• [Written problem]: Reproduce word for word the lines in the entries below, beginning with the line that contains "outline rounded-top gravestone, every" and continuing through the line that contains "88 L 18 102", with both of those lines included.

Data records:
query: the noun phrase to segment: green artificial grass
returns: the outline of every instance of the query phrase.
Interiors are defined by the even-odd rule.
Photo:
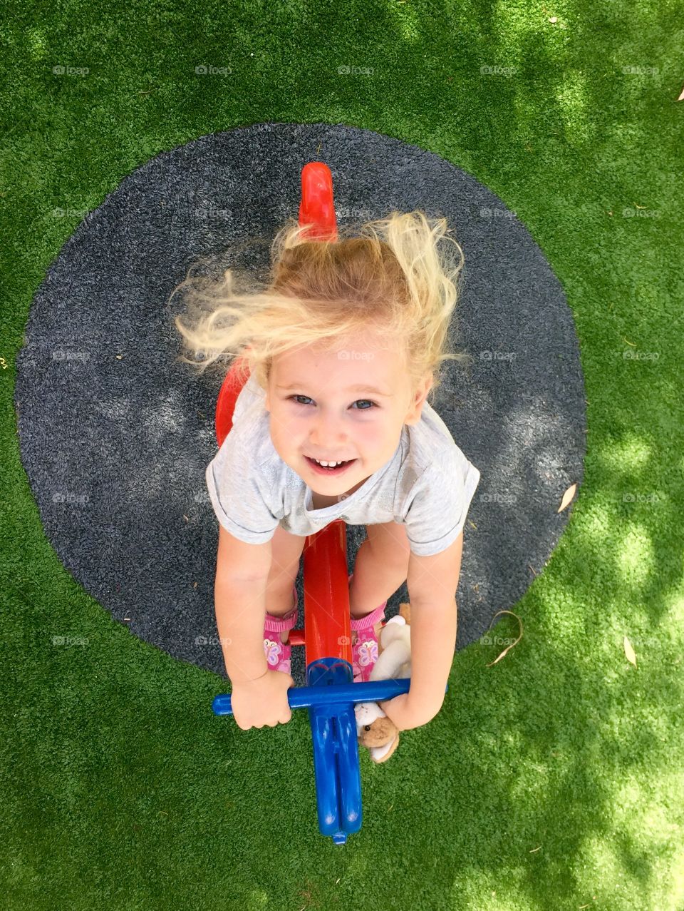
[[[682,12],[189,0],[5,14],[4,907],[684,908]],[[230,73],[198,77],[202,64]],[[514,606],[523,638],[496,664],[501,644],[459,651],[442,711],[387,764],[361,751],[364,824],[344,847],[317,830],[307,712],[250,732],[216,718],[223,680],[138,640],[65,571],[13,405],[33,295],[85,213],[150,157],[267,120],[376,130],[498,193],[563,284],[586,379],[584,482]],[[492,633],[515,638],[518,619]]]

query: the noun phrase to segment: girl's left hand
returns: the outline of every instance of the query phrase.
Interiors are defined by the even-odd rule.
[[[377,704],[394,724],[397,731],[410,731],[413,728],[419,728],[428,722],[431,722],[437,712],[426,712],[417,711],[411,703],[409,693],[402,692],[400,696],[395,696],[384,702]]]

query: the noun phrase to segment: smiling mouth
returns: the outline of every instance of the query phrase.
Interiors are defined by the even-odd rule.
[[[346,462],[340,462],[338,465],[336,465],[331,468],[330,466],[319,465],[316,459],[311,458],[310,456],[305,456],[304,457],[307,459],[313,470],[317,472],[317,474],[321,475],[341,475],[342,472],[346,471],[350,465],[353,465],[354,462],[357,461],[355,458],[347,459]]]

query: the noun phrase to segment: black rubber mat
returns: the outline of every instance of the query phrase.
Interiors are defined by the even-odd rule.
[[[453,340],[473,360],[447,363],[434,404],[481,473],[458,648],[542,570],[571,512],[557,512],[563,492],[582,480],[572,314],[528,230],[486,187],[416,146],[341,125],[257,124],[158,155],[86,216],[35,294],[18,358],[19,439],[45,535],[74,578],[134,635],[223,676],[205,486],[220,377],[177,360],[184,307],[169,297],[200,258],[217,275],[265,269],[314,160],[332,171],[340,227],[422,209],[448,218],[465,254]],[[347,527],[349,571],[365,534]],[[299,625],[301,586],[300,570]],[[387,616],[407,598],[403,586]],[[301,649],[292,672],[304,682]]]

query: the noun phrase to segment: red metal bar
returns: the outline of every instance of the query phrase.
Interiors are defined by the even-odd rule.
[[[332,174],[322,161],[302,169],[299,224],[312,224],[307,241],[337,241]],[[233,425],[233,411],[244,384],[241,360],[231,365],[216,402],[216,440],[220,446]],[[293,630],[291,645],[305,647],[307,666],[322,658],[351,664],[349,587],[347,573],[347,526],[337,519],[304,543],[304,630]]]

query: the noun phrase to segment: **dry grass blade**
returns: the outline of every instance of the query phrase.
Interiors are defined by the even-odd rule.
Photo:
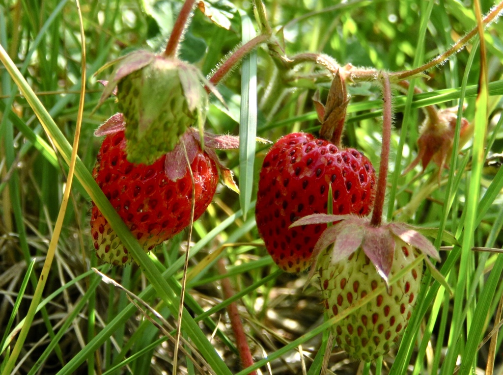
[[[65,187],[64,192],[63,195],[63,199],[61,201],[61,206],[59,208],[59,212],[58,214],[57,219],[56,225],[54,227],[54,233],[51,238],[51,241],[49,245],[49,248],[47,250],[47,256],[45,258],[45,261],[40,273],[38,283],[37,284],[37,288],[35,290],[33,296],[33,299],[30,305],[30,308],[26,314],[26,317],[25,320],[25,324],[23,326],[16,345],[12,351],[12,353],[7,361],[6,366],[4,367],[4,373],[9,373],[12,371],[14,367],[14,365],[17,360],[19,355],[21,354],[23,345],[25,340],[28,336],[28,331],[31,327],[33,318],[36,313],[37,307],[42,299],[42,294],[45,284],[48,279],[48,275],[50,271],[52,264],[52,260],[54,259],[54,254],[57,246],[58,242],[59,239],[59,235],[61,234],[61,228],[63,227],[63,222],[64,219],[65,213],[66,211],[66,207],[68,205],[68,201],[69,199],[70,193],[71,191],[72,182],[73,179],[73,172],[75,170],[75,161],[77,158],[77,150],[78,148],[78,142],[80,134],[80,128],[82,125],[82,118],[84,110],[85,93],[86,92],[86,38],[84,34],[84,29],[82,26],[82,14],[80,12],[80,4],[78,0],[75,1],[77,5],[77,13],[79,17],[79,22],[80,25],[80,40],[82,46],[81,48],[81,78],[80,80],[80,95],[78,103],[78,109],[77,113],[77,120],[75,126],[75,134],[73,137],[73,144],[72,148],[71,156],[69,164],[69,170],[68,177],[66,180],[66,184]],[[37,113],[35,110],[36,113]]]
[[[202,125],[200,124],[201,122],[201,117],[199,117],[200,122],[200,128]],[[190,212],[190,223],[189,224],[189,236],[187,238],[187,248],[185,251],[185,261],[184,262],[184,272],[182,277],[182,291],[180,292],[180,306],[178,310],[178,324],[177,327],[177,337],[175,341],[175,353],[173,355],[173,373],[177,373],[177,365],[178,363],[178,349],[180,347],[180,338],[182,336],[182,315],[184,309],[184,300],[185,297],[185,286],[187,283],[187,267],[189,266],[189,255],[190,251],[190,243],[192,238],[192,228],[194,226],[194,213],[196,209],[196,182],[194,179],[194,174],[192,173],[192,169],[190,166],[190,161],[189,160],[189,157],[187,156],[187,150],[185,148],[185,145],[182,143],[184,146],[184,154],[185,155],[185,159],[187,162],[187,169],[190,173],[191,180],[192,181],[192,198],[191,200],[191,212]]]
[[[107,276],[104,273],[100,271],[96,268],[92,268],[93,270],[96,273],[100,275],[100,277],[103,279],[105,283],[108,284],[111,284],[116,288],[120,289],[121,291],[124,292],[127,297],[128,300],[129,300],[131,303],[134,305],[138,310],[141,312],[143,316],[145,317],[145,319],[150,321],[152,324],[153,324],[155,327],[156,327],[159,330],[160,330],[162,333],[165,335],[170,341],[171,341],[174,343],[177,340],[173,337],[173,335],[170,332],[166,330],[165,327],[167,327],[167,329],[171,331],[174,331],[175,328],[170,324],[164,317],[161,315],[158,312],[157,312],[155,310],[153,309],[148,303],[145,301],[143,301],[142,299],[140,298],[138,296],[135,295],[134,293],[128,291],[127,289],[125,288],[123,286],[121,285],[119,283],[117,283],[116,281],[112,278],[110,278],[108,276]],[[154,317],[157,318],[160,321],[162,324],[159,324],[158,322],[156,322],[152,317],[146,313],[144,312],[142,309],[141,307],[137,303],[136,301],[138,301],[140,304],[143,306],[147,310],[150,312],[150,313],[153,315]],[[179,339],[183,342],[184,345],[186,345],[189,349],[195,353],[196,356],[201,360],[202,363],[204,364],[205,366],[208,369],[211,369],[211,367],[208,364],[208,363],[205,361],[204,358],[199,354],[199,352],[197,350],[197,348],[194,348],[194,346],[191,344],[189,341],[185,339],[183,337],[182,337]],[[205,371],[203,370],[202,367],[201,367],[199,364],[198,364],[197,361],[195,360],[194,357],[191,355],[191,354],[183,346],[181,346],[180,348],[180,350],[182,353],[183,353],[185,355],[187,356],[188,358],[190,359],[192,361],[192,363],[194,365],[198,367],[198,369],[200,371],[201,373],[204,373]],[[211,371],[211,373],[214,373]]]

* * *

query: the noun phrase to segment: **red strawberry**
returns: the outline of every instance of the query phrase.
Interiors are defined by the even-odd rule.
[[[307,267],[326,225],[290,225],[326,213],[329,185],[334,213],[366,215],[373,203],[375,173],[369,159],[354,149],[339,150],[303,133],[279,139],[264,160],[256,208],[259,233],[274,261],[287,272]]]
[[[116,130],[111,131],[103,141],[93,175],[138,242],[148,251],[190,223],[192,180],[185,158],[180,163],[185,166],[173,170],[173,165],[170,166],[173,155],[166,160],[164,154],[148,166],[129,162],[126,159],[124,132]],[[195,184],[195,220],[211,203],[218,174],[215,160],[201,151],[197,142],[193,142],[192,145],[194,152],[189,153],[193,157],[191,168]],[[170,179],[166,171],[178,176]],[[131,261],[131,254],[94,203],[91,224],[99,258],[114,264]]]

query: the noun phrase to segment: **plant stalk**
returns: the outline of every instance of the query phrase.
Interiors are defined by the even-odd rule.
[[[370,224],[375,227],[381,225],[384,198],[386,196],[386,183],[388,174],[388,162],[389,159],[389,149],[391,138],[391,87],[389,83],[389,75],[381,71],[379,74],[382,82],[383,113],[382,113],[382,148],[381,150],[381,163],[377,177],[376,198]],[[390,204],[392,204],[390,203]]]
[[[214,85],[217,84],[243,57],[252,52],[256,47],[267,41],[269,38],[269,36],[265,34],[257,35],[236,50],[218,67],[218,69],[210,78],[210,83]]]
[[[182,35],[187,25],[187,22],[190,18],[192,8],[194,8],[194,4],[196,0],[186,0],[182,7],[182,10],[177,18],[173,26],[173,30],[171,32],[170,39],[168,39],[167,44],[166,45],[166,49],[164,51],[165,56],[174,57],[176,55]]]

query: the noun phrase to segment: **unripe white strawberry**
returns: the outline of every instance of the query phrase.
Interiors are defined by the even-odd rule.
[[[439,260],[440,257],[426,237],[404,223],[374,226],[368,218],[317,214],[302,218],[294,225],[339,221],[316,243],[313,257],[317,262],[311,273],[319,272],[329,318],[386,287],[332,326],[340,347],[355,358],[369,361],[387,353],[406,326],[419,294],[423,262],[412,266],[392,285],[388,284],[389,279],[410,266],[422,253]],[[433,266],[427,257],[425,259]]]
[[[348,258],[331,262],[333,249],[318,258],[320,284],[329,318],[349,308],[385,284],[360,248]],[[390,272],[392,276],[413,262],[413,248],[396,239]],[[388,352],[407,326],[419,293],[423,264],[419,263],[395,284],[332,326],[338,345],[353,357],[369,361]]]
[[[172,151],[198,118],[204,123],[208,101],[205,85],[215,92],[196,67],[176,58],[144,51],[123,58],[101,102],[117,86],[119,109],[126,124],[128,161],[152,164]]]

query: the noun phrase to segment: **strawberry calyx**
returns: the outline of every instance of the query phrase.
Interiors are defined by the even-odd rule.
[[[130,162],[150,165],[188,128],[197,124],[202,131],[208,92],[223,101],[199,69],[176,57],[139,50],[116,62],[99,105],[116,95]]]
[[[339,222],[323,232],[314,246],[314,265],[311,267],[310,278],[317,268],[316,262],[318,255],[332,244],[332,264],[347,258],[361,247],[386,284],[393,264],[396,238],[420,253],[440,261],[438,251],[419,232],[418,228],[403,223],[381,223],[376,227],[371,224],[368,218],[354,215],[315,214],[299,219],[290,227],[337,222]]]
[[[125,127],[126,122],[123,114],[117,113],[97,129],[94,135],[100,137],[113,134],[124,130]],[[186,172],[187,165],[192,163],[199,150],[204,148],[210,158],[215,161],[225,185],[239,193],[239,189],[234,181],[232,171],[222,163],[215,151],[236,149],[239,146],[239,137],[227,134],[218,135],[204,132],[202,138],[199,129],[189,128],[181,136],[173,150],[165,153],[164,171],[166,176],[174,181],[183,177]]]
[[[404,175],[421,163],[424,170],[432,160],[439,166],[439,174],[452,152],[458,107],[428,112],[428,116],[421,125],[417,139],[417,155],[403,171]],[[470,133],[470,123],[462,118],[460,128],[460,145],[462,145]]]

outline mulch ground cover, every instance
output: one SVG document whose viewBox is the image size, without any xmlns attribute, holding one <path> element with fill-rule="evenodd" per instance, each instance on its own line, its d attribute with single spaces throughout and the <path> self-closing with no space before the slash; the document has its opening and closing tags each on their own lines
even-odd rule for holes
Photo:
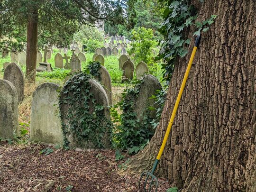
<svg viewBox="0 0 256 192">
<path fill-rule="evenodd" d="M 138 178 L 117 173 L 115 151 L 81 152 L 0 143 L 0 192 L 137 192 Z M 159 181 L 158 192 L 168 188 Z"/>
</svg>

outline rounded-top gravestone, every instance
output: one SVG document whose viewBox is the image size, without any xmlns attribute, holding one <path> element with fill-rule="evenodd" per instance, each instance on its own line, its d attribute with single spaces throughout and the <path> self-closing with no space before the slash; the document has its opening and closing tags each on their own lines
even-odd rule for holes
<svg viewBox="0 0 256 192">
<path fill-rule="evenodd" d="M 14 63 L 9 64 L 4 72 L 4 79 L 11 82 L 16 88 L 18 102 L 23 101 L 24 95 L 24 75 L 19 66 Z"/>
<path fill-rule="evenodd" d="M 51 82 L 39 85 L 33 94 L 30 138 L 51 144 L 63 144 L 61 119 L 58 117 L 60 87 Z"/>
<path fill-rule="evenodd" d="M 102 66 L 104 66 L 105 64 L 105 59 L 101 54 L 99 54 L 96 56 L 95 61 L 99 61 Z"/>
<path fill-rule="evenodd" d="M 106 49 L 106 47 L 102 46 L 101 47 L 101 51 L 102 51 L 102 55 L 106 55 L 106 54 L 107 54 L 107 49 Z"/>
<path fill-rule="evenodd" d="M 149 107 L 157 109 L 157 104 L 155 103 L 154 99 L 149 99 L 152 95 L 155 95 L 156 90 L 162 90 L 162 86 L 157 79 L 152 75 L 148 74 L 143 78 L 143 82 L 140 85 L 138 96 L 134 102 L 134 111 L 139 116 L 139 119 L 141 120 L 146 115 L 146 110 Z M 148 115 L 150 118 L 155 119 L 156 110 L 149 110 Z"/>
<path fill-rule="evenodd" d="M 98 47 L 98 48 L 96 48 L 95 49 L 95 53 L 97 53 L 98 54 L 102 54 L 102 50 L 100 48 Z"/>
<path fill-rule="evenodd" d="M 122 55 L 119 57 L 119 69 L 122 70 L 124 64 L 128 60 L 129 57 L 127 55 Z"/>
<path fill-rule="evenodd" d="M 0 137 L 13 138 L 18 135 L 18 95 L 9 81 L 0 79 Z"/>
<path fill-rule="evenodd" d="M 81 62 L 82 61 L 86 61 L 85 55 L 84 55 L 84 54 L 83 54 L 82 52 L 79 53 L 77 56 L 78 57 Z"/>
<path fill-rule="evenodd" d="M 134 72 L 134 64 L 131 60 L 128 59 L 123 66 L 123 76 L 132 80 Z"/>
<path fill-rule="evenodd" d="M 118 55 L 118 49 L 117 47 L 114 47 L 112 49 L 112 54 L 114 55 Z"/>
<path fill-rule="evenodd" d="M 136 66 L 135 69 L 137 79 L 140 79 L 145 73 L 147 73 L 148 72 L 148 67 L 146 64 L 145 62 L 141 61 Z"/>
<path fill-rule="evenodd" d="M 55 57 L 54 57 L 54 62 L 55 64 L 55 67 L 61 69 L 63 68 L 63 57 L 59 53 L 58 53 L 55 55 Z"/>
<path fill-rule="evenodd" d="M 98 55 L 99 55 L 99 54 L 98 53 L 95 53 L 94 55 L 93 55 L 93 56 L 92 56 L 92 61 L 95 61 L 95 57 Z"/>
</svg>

• [Correct output]:
outline rounded-top gravestone, every instance
output: one SVG document whose viewBox is the image size, without any xmlns attribute, holding one <path> element with fill-rule="evenodd" per instance, each instance on its own line, its d attribute with single spaces throughout and the <path> self-closing with no space before the slash; the document has its opening and closing tags each on their own lines
even-odd rule for holes
<svg viewBox="0 0 256 192">
<path fill-rule="evenodd" d="M 14 63 L 9 64 L 4 72 L 4 79 L 11 82 L 16 88 L 18 102 L 23 101 L 24 95 L 24 75 L 19 66 Z"/>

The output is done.